TEXTE SOURCE.
La nature qui l’entoure semble être un apaisement pour le musicien, qui apprécie les bruits de la nature, qui aime à entendre : « les chevesnes et les goujons s’ébattre ». Sainte Colombe semble trouver la consolation dans quelques détails : « le feuillage des branches des saules qui tombaient sur son visage » ou le bruit du vent qui devient une aria.
Plus tard, il apparaît même que Sainte Colombe semble accomplir un travail de mémoire par le fait d’entretenir « des fleurs et des arbustes qu’avait planté sa fille ».
Pour ses deux filles, la nature peut aussi apparaître comme le lieu de la sensualité : Madeleine embrasse Marais pour la première fois à l’orée de la forêt (mais aussi scène d’amour de Toinette dans les buissons).
- Une nature à l’image de son « habitant »
Surtout, Sainte Colombe qui « ne prenait pas de plaisir dans la compagnie des gens » a choisi de vivre reclus. Il semble ainsi choisir la nature au détriment des hommes. Il revendique c’est sauvagerie et ne fait plus qu’un avec la nature, au point d’en épouser le caractère brut et farouche. Ses œuvres-mêmes, qu’il refuse à la forme codifiée –il ne veut pas les écrire- de l’écriture ne serait d’après lui que « des offrandes d’eau, des lentilles d’eau, de l’armoise, des petites chenilles vivantes ».
Lui si peu à son aise avec le langage humain semble préférer s’adresser aux animaux, tant et si bien que l’abbé Mathieu se moque en lui disant : « Vous enfouissez votre nom parmi les dindons, les poules et les petits poissons ». Le musicien lui-même sait que soin isolement radical risque de le condamner à l’oubli : « Seuls mes poules et mes oies me regretteront ».

D'APRÈS LE TEXTE.
1 > Répondez à ces questions sur l'extrait consacré à Sainte Colombe et la nature :
(a) Quel bruit devient une aria pour Sainte Colombe ?
(b) Où Madeleine embrasse-t-elle Marais pour la première fois ?
(c) Selon le musicien, qui seuls le regretteront ?
2 > Recopiez l'extrait sur Sainte Colombe et la nature de « La nature qui » à « devient une aria. ».
Les enregistrements proviennent d'une autre source.

Données de pointage de régions:
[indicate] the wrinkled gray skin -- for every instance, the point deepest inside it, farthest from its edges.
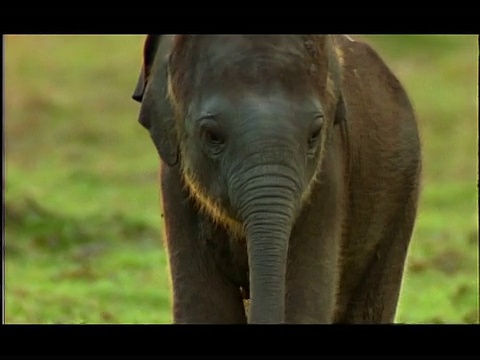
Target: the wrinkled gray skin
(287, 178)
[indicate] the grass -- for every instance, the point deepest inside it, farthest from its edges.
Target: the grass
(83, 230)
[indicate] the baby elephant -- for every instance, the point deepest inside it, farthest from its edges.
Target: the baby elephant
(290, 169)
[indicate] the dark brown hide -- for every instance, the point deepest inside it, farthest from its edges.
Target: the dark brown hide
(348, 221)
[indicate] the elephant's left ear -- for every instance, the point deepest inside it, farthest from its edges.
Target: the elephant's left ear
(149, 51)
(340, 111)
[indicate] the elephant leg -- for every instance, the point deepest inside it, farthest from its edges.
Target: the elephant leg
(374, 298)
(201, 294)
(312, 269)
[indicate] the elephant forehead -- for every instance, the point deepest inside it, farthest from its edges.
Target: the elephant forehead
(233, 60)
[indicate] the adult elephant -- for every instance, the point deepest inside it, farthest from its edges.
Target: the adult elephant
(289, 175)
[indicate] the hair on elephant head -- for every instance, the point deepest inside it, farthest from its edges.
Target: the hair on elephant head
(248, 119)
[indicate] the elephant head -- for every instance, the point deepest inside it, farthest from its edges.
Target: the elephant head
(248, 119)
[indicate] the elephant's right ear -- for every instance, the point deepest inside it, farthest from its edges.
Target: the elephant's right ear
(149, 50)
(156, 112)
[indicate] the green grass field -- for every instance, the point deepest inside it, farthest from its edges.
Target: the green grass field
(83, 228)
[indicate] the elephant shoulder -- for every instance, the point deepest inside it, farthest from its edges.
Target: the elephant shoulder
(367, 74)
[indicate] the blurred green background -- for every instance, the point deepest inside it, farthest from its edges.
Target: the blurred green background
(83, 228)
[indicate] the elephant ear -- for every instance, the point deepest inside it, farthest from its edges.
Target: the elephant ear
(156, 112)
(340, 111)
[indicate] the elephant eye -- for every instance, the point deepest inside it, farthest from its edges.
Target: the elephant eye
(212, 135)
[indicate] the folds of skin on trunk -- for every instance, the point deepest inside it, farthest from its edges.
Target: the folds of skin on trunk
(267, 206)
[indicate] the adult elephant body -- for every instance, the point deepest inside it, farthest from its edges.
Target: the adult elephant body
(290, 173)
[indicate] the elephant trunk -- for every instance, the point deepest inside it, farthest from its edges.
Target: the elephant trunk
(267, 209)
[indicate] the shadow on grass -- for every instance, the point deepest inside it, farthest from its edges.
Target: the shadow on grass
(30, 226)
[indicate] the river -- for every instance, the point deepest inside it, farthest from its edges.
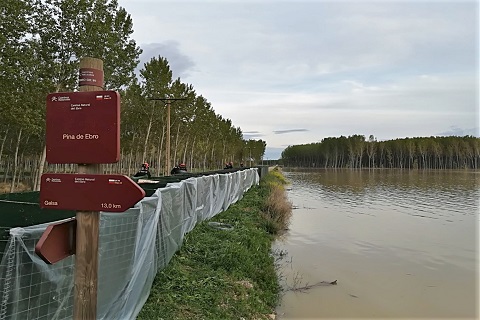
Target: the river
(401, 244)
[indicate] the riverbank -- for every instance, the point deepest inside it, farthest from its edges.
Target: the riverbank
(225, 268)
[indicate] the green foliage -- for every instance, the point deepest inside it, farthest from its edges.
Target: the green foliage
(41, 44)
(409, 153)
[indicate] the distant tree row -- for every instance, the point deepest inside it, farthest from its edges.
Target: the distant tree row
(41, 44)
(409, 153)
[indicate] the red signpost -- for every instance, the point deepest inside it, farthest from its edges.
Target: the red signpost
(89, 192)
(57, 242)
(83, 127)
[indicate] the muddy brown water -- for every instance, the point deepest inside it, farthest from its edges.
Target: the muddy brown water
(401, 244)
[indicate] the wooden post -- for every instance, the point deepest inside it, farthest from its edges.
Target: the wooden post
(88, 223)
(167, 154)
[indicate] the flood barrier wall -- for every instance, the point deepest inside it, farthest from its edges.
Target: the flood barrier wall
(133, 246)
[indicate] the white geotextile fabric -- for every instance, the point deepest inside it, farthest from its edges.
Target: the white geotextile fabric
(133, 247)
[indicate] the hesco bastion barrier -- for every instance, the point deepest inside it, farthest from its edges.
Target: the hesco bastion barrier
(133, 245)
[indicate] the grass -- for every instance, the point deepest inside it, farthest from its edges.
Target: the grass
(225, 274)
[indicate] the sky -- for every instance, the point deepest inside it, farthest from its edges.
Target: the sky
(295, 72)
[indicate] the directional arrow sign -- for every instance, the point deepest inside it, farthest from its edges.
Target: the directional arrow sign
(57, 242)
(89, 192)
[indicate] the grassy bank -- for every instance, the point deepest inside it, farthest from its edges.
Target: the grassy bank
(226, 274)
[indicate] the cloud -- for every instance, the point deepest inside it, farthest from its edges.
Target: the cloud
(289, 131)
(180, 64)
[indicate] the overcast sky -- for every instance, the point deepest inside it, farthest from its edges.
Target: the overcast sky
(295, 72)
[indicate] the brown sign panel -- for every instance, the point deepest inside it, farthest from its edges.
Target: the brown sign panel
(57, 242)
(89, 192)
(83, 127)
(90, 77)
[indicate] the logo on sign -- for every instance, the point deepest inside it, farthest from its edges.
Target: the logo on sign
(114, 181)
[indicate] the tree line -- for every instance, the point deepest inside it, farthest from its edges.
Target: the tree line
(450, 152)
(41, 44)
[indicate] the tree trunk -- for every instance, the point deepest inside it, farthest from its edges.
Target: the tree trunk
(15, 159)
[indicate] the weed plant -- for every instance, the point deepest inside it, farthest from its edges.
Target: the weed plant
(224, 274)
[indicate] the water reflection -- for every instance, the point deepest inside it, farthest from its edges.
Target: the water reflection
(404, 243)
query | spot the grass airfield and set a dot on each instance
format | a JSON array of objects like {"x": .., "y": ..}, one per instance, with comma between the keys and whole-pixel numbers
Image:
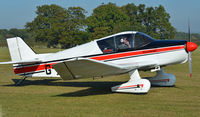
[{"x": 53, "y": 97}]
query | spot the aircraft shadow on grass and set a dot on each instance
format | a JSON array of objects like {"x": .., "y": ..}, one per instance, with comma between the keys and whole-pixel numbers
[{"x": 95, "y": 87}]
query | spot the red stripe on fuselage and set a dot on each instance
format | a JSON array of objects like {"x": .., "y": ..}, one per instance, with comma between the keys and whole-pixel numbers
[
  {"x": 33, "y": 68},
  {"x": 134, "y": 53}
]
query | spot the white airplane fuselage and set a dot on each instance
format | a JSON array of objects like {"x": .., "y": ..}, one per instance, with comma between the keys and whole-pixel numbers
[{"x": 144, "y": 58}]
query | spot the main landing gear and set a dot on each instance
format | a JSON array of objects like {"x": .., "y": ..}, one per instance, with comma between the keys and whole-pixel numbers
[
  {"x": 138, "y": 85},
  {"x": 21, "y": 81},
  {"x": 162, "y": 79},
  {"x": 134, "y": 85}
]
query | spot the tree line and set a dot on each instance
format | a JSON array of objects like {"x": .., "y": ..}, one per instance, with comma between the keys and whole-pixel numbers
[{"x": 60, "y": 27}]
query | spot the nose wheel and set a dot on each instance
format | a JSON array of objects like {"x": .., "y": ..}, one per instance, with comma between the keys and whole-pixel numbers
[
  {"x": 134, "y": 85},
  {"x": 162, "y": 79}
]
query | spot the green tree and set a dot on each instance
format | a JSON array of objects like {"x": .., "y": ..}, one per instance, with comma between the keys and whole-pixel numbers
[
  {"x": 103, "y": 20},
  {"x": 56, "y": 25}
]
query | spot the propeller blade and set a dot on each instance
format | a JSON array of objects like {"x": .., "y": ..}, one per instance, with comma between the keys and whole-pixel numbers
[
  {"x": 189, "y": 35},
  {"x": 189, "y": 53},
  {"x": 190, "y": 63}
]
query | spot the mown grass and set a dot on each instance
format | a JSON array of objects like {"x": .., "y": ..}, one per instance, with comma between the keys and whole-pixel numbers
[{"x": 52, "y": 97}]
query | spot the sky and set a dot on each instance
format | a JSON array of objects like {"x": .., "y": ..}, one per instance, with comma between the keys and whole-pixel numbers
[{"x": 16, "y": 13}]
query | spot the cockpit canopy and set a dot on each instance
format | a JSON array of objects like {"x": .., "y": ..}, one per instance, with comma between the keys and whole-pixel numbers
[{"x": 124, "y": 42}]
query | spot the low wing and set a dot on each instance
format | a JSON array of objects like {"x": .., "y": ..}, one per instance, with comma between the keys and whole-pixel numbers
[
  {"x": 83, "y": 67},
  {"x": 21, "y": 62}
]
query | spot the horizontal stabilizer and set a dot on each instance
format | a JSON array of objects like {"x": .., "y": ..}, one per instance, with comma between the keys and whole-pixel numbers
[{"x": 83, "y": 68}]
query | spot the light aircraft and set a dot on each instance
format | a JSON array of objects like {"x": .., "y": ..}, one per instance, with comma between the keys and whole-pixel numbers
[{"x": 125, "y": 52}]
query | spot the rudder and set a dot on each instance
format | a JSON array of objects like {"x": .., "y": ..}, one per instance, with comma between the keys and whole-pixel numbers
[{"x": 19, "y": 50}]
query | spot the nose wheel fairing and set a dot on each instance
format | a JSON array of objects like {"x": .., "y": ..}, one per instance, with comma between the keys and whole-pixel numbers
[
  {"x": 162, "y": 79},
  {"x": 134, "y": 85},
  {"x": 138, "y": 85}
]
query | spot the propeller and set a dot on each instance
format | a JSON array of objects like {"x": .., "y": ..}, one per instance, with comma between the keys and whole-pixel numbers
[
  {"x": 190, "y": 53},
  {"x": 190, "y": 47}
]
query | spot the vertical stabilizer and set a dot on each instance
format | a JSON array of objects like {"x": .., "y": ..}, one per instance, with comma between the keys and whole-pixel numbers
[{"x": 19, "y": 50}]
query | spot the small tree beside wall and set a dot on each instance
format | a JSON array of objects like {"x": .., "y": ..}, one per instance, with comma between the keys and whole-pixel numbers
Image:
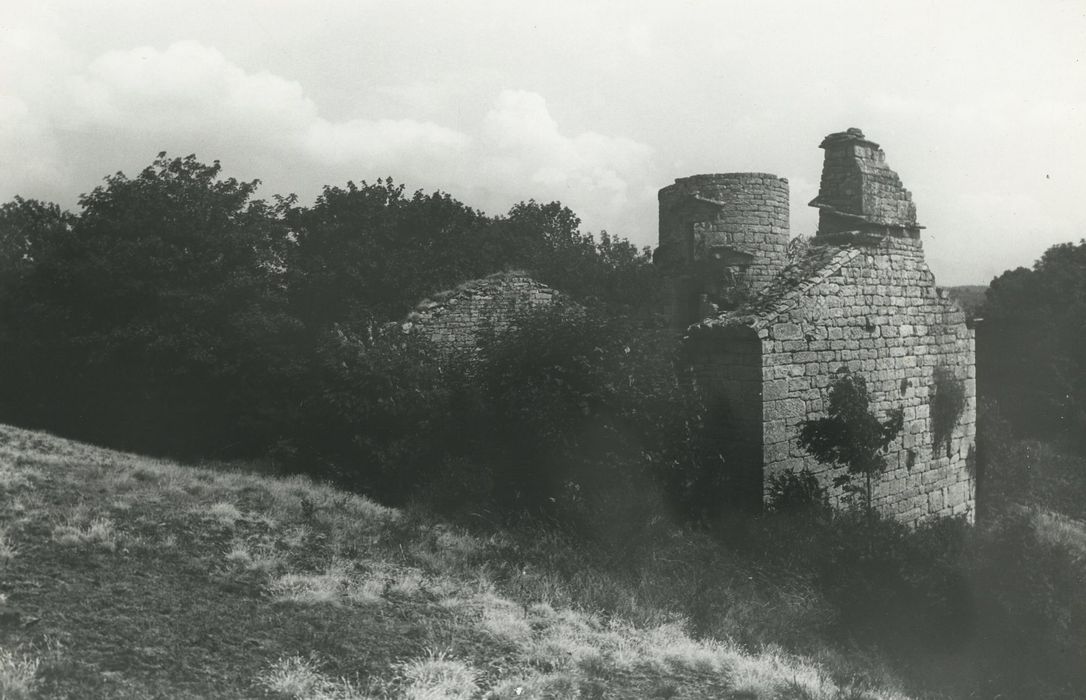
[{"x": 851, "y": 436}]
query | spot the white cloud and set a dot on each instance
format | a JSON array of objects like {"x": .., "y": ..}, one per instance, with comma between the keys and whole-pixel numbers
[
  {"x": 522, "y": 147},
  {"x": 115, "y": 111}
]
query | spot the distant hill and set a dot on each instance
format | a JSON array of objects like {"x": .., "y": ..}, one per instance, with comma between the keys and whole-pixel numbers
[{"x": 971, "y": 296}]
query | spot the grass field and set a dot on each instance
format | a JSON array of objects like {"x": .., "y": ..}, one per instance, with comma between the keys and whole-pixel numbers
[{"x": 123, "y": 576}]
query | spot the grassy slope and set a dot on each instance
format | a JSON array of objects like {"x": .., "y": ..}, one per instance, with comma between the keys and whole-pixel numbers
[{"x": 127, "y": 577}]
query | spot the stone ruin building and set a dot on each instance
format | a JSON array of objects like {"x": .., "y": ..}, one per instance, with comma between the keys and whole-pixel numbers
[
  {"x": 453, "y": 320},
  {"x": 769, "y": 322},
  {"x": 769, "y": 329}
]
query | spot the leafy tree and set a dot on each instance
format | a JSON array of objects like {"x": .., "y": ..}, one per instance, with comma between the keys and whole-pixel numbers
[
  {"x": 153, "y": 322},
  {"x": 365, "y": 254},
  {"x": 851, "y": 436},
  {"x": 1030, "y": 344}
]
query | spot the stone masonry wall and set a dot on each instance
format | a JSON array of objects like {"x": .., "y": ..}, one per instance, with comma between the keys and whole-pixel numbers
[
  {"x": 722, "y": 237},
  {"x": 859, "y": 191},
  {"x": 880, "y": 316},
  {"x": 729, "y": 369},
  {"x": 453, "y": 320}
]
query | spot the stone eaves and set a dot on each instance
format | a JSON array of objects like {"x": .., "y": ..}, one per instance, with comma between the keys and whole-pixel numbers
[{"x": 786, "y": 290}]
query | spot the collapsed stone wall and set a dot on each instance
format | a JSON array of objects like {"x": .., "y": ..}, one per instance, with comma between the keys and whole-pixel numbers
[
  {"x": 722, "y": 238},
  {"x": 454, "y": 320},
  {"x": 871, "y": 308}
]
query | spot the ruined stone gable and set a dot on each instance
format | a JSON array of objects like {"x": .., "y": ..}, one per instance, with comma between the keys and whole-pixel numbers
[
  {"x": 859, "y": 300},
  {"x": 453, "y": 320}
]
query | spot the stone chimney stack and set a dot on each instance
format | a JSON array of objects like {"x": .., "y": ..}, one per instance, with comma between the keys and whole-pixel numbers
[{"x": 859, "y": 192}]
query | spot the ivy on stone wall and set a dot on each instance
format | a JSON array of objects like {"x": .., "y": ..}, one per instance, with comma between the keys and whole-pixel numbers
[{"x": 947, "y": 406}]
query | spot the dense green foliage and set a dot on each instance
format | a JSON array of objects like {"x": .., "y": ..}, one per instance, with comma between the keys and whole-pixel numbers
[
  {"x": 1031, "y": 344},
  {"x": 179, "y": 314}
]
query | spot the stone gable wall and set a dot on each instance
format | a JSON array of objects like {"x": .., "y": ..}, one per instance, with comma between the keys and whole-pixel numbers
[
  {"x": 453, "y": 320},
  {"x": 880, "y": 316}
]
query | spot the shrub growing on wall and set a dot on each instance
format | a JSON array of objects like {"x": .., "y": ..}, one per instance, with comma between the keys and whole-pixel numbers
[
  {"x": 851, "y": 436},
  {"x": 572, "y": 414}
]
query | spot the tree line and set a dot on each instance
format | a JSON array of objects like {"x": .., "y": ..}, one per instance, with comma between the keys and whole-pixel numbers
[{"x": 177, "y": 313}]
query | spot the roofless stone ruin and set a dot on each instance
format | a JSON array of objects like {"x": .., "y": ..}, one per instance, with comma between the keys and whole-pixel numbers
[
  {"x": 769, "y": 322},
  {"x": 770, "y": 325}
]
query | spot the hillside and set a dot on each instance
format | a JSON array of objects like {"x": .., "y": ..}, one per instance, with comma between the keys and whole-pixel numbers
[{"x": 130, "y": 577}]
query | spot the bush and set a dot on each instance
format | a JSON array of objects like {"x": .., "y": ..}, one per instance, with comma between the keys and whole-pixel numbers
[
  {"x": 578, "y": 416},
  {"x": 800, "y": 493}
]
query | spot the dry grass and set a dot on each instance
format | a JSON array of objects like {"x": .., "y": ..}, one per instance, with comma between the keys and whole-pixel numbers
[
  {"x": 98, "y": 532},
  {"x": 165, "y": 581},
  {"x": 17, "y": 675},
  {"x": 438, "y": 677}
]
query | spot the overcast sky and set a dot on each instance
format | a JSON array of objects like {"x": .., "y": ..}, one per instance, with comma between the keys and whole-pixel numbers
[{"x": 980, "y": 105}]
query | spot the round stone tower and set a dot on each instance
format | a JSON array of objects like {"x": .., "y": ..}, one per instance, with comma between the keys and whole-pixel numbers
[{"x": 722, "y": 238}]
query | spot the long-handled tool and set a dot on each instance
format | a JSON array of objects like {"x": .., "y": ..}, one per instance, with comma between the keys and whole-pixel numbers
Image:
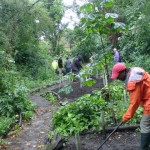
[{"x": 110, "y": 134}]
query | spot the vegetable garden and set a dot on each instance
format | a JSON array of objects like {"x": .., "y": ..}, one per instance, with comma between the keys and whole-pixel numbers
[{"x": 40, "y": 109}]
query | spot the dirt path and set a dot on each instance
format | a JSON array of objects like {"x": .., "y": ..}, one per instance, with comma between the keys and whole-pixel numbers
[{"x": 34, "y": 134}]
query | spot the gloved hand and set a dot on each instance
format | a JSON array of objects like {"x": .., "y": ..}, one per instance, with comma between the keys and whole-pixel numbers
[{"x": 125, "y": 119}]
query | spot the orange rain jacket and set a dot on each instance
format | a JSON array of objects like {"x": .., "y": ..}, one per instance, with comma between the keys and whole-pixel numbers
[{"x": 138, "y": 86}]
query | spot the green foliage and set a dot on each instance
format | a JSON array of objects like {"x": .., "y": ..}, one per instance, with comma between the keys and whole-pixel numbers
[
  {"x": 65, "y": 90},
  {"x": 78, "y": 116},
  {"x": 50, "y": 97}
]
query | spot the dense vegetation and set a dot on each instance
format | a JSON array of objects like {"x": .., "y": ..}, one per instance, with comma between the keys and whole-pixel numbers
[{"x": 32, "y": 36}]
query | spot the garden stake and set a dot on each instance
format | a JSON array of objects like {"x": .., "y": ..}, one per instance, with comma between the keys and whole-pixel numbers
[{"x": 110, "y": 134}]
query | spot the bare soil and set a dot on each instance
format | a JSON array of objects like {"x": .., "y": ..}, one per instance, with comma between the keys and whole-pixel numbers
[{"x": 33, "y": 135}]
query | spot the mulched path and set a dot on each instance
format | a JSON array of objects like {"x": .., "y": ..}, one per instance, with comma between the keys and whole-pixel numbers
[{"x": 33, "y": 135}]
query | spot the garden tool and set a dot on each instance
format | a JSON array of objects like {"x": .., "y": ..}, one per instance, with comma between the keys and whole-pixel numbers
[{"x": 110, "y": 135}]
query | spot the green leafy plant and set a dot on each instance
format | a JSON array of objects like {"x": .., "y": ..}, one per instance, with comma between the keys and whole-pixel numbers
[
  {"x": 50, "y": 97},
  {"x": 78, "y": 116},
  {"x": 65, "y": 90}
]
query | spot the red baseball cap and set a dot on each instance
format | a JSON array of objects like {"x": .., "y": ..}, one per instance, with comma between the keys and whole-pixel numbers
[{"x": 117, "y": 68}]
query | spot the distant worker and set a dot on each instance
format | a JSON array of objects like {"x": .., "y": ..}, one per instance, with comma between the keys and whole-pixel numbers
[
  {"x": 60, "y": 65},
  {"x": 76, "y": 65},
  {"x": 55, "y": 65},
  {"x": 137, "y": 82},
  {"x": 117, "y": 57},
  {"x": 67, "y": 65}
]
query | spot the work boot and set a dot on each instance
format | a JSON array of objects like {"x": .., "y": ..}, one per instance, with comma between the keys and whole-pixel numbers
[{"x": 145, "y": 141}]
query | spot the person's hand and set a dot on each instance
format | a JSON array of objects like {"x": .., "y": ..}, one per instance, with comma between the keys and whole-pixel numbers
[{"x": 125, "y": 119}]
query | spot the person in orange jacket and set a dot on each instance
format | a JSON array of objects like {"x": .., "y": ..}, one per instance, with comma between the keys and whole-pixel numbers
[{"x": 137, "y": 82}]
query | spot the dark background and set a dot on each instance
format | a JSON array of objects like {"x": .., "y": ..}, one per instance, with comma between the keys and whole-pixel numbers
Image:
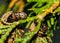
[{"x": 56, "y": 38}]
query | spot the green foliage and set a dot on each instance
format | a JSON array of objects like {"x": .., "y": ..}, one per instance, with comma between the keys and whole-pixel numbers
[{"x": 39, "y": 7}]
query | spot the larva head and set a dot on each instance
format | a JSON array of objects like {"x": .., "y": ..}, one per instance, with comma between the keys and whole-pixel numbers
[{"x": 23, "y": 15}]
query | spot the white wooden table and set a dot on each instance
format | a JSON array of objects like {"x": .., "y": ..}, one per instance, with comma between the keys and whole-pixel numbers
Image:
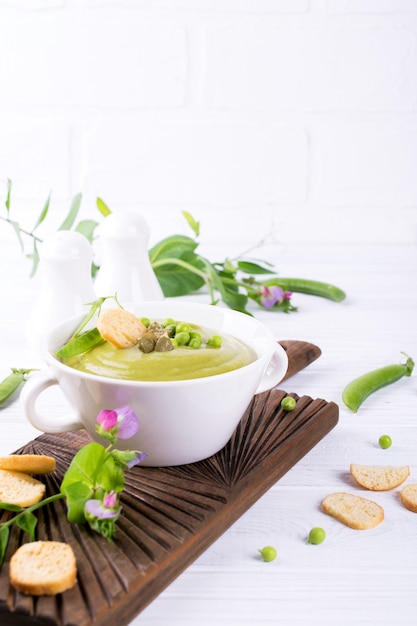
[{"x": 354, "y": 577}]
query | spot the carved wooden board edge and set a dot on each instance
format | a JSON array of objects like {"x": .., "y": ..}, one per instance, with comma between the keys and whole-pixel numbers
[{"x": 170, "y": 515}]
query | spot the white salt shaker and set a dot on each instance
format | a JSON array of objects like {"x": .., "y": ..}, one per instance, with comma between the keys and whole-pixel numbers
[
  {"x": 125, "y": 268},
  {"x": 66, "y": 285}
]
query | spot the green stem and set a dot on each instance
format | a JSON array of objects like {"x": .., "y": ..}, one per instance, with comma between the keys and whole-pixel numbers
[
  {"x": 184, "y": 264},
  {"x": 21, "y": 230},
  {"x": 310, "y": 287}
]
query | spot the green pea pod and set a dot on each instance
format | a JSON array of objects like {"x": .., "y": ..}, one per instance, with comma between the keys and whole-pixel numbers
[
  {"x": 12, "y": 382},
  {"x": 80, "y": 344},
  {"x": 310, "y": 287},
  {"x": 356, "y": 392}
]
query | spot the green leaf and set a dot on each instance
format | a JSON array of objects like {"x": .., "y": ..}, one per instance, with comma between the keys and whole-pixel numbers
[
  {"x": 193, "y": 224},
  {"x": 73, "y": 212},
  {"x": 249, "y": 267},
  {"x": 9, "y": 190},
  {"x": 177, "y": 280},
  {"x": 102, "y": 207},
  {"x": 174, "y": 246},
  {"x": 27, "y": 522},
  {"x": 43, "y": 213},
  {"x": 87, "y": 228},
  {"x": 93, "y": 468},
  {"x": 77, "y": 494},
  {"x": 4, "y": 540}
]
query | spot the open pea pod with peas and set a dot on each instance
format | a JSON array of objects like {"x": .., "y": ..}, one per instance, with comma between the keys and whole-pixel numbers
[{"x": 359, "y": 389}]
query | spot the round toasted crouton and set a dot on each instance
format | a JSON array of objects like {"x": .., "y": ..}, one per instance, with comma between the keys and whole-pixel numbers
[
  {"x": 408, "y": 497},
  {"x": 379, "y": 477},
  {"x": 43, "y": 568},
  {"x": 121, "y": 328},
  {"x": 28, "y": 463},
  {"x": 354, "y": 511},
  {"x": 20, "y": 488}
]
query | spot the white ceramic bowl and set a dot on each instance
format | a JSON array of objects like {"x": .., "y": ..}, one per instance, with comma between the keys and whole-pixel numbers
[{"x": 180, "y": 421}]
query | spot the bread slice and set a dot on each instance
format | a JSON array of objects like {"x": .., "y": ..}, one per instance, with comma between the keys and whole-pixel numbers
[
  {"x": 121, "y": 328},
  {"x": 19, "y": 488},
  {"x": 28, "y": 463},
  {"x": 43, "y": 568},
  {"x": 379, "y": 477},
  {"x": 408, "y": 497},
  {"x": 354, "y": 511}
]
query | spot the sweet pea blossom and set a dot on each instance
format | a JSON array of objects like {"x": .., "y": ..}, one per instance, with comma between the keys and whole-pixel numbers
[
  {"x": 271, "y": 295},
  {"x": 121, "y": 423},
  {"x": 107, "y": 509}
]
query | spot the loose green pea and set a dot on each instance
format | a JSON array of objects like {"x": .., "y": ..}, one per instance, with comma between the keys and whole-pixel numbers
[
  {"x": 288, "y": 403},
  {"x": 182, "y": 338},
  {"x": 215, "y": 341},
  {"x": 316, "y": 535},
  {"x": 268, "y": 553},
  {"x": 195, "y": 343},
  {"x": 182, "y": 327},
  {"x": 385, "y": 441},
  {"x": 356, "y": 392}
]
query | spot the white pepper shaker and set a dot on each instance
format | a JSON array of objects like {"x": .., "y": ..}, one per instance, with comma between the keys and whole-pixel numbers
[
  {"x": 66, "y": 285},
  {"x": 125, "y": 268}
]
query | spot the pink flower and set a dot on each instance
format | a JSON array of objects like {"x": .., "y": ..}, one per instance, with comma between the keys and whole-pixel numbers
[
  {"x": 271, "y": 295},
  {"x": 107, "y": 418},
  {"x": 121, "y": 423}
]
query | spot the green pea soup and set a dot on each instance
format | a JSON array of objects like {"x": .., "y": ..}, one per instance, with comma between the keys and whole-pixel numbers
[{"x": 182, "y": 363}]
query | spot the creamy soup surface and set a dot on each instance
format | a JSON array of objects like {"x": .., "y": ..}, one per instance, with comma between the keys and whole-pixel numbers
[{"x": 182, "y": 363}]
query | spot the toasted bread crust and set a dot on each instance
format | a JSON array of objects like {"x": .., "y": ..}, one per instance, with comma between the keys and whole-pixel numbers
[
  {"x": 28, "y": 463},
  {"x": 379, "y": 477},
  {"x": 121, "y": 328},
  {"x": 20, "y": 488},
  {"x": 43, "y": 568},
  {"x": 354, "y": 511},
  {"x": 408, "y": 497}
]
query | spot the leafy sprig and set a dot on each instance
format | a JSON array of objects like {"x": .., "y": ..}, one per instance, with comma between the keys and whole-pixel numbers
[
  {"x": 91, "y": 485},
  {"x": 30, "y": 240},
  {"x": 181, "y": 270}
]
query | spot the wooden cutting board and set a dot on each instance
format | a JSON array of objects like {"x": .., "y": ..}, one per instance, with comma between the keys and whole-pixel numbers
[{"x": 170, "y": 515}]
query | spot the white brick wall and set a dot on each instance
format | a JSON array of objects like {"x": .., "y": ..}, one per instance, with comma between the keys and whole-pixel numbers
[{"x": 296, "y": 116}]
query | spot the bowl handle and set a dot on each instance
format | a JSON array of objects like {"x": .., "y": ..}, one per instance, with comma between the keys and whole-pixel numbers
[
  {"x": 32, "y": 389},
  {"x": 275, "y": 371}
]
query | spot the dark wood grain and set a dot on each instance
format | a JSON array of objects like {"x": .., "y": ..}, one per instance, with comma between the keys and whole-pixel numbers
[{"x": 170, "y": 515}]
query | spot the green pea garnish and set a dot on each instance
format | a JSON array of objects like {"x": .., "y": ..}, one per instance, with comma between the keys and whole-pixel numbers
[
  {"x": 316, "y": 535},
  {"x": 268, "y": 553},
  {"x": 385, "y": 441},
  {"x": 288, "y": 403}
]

RÉPONSES.
1 >
(a) Le bruit du vent.
(b) À l'orée de la forêt.
(c) Ses poules et ses oies.

2 >
La nature qui l’entoure semble être un apaisement pour le musicien, qui apprécie les bruits de la nature, qui aime à entendre : « les chevesnes et les goujons s’ébattre ». Sainte Colombe semble trouver la consolation dans quelques détails : « le feuillage des branches des saules qui tombaient sur son visage » ou le bruit du vent qui devient une aria.